Labeled-object pointing entries
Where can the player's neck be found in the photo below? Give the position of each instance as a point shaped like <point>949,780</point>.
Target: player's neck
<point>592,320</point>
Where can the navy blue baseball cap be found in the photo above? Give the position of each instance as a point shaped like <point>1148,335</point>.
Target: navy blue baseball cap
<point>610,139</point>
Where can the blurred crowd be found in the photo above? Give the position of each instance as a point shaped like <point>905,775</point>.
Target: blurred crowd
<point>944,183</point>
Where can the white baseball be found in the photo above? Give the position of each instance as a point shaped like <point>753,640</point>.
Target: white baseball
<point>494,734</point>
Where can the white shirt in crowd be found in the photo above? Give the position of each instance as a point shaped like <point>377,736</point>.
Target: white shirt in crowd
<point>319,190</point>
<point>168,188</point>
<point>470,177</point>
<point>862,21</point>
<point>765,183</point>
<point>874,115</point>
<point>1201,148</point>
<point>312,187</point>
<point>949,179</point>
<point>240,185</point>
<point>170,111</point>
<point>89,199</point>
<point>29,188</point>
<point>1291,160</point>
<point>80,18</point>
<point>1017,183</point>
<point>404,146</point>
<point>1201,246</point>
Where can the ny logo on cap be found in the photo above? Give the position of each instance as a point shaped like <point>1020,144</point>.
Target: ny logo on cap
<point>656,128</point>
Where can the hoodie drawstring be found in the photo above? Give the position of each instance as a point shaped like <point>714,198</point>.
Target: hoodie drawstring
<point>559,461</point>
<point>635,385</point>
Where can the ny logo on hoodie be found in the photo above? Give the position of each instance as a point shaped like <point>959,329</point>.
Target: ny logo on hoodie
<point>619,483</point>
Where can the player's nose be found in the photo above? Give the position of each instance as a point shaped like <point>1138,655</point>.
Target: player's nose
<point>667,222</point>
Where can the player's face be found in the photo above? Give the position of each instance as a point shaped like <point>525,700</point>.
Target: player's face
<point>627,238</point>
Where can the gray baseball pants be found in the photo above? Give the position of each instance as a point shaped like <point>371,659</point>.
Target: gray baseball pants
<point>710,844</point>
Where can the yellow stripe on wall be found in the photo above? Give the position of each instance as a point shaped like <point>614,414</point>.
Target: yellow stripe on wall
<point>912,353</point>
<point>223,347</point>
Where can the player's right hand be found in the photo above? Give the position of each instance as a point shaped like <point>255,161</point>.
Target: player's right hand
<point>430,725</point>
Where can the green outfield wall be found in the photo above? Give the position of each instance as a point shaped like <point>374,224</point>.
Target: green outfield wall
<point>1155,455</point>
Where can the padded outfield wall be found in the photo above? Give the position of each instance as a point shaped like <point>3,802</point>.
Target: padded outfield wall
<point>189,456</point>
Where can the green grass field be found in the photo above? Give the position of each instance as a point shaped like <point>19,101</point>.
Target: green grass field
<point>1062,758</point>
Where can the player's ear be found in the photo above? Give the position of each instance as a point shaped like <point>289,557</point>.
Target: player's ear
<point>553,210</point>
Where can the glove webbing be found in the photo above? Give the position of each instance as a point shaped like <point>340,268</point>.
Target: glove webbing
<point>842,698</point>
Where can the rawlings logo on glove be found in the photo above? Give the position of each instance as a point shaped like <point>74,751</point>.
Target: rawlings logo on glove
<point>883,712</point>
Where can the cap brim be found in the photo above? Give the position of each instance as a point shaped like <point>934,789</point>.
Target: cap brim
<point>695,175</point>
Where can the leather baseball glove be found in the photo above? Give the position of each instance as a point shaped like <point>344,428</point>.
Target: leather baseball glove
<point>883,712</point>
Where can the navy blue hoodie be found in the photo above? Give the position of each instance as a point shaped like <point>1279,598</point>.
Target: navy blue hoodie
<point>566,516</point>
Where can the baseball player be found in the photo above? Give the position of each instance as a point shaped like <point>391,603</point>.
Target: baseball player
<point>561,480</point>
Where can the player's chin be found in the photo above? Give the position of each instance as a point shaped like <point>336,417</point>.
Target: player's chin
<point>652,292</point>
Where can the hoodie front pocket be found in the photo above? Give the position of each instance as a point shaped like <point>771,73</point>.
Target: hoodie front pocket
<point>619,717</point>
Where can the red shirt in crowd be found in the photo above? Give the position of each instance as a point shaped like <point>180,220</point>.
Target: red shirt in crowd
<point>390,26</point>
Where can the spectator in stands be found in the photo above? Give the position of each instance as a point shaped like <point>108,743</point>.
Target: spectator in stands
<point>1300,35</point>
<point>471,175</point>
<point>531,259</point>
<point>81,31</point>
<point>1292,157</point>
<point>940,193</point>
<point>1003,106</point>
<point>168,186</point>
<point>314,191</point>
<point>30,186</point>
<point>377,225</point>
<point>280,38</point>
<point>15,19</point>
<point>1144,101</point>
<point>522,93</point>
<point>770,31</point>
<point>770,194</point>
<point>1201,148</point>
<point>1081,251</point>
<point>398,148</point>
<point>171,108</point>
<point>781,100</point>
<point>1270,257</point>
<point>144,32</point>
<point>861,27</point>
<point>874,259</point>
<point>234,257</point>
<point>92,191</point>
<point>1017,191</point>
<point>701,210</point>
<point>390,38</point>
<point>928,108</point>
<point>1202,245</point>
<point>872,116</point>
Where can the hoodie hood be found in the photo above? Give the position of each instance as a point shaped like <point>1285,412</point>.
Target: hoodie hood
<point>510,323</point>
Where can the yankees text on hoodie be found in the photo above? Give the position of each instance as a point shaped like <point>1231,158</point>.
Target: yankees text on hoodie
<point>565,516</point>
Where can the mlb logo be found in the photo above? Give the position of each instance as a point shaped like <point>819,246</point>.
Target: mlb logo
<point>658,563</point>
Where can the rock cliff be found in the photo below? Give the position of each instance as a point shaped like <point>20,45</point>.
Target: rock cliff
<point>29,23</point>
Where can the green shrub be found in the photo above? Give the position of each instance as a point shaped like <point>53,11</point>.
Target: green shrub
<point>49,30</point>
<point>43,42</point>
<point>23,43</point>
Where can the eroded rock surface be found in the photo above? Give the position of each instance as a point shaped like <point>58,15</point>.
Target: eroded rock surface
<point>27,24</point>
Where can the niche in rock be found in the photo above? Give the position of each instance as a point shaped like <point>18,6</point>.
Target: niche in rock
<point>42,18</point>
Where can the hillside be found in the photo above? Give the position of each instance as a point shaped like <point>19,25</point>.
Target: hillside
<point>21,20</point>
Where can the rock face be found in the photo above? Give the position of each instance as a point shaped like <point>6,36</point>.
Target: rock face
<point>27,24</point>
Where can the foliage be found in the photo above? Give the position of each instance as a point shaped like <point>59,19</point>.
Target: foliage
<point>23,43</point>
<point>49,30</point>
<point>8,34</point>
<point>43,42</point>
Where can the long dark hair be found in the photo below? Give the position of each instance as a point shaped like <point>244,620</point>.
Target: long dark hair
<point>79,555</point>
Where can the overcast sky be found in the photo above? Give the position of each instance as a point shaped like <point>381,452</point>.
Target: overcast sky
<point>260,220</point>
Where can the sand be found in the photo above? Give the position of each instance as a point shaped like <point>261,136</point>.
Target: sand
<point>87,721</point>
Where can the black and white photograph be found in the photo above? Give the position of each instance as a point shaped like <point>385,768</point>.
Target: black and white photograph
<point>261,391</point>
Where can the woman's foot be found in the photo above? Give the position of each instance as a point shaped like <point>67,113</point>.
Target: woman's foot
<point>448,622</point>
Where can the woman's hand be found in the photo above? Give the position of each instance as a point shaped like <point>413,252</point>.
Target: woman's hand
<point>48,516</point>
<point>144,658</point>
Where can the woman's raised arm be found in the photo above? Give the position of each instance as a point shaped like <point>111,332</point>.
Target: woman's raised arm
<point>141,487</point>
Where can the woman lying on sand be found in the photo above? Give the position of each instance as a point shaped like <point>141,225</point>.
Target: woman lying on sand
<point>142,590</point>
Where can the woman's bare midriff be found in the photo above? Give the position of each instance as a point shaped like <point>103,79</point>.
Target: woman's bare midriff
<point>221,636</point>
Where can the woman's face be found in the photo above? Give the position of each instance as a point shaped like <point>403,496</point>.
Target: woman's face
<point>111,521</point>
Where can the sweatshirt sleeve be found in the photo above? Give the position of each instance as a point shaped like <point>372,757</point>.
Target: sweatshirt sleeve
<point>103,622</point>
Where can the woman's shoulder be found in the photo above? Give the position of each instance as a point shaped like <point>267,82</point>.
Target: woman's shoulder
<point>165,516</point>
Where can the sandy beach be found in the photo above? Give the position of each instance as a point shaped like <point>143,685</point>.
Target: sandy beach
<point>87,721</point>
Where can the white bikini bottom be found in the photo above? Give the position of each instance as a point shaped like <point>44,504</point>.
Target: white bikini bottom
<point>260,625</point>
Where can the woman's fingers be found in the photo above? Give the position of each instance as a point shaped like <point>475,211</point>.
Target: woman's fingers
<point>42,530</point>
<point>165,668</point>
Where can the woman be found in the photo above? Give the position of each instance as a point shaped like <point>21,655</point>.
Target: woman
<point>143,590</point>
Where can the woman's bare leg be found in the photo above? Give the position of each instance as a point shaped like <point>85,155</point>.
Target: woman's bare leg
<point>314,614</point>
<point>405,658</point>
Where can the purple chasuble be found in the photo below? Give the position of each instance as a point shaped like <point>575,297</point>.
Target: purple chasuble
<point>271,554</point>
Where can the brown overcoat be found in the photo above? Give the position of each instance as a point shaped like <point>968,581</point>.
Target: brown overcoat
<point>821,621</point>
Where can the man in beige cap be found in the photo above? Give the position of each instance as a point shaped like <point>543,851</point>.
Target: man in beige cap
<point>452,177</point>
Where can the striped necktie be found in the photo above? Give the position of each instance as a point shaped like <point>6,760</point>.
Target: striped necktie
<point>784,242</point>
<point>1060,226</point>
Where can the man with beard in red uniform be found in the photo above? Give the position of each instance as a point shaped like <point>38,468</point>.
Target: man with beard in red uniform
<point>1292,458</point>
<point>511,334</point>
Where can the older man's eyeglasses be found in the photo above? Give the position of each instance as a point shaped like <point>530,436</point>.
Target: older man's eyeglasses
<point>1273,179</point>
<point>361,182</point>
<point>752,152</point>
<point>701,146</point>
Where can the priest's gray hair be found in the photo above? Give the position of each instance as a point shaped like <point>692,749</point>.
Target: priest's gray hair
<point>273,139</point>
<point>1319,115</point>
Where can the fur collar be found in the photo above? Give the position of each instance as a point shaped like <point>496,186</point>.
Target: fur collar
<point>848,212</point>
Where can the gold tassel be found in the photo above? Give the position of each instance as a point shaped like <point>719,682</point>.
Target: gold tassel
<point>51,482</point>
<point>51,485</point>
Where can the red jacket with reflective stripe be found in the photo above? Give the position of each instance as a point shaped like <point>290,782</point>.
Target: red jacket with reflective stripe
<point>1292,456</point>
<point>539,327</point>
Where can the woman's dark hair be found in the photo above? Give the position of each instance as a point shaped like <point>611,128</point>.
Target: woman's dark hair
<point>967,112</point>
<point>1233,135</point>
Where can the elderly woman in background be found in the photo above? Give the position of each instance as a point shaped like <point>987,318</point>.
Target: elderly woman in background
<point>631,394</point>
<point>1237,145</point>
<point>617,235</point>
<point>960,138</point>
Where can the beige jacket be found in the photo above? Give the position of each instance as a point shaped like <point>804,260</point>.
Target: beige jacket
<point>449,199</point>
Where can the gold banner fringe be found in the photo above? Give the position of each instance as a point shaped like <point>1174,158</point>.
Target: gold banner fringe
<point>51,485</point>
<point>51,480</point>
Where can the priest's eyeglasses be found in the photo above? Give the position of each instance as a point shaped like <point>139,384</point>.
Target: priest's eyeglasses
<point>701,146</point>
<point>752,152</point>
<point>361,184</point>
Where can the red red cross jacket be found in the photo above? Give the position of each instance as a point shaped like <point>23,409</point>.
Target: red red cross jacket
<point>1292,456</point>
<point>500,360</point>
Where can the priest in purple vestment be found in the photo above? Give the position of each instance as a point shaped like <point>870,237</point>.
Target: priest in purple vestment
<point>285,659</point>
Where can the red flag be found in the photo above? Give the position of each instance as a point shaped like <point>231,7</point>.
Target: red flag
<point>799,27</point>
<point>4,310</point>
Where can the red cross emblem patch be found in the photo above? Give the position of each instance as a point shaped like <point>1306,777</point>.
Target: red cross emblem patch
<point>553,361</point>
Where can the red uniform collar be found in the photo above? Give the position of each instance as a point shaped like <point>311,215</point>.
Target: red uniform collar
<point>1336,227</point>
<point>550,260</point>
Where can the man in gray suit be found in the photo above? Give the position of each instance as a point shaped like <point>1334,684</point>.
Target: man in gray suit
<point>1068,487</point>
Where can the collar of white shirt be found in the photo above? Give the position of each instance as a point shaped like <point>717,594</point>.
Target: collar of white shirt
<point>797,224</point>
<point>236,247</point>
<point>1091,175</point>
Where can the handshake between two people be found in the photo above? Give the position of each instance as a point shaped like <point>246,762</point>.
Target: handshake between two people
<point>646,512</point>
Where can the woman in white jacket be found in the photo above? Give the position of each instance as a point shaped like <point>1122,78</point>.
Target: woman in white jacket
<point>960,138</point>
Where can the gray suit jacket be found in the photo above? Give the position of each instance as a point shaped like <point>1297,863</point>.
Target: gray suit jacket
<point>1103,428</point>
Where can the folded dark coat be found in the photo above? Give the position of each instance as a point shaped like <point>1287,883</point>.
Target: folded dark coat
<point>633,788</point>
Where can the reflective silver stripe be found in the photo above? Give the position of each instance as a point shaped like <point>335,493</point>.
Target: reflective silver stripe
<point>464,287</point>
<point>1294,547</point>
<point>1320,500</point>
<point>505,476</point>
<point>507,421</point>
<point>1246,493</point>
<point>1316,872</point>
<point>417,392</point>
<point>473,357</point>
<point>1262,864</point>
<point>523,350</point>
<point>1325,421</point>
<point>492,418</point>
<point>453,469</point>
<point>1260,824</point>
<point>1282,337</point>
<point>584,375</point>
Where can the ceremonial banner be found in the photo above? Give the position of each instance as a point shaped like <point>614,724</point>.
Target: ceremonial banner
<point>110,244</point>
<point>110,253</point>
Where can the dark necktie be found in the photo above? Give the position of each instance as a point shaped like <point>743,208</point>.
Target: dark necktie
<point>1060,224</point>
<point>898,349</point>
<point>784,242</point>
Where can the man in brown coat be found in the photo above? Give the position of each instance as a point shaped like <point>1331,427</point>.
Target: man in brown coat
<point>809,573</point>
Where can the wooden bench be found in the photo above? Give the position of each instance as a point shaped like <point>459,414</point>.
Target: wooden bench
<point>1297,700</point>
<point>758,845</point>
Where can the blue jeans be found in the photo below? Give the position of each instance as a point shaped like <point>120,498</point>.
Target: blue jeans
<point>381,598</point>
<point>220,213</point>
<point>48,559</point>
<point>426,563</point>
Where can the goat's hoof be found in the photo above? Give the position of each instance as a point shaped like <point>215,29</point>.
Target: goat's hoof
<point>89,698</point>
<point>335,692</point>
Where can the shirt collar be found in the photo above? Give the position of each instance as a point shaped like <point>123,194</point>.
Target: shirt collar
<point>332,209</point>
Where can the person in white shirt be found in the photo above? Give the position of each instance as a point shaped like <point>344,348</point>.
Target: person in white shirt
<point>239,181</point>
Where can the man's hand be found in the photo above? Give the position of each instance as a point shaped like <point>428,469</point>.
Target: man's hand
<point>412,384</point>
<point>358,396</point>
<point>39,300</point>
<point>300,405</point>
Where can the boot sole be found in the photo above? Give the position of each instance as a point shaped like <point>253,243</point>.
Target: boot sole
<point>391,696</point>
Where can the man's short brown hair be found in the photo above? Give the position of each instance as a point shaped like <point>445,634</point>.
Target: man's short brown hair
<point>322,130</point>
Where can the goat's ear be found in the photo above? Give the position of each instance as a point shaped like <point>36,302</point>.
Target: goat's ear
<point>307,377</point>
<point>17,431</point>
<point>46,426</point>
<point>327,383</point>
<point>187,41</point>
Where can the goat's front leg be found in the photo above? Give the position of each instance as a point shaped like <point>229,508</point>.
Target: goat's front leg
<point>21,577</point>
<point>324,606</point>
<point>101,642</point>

• **Problem description**
Reproduce verbatim the lines of the material beginning with the line containing "Where can the leather" and continuing through the line containing "<point>510,323</point>", with both of those lines included.

• **Answer to the exercise**
Where can the leather baseball glove be found in the photo above? Give the position of each instance as a point shaped like <point>344,428</point>.
Target: leather baseball glove
<point>883,712</point>
Where can the navy blue hoodie be found in the photo above? Give the position of each instance as a point shaped like <point>1279,598</point>.
Target: navy blue hoodie
<point>566,516</point>
Where can the baseball player be found in the photo above? Give the position of each instance as a point shaped like <point>391,603</point>.
Target: baseball player
<point>561,480</point>
Where can the player's chin be found in the photo above? Give the position of each instance as a point shaped like <point>336,417</point>.
Target: player's chin
<point>652,292</point>
Where can the hoodie front pocket be found in the photo above? Give the position of each instance as a point shaped like <point>771,73</point>.
Target: hoodie front pocket
<point>619,717</point>
Where can the red shirt in crowd be found in the photo above? Give the position of each instance as a point shaped like <point>180,220</point>.
Target: red shirt in crowd
<point>390,26</point>
Where can the spectator in stands be found in the photo above? Give the position of each instance as a point shaped like <point>108,743</point>.
Target: spectator in stands
<point>1300,35</point>
<point>471,175</point>
<point>531,259</point>
<point>81,31</point>
<point>1292,157</point>
<point>940,193</point>
<point>1003,106</point>
<point>168,186</point>
<point>314,191</point>
<point>30,186</point>
<point>377,225</point>
<point>280,38</point>
<point>15,19</point>
<point>1144,101</point>
<point>522,93</point>
<point>770,31</point>
<point>770,194</point>
<point>1201,148</point>
<point>1081,251</point>
<point>398,148</point>
<point>171,108</point>
<point>781,100</point>
<point>1270,257</point>
<point>144,32</point>
<point>861,27</point>
<point>874,259</point>
<point>234,257</point>
<point>92,191</point>
<point>1017,191</point>
<point>701,210</point>
<point>390,38</point>
<point>928,108</point>
<point>1202,245</point>
<point>872,116</point>
Where can the hoodie hood be found in the photo above? Give the position of each instance as a point shaped like <point>1285,412</point>.
Target: hoodie hood
<point>510,323</point>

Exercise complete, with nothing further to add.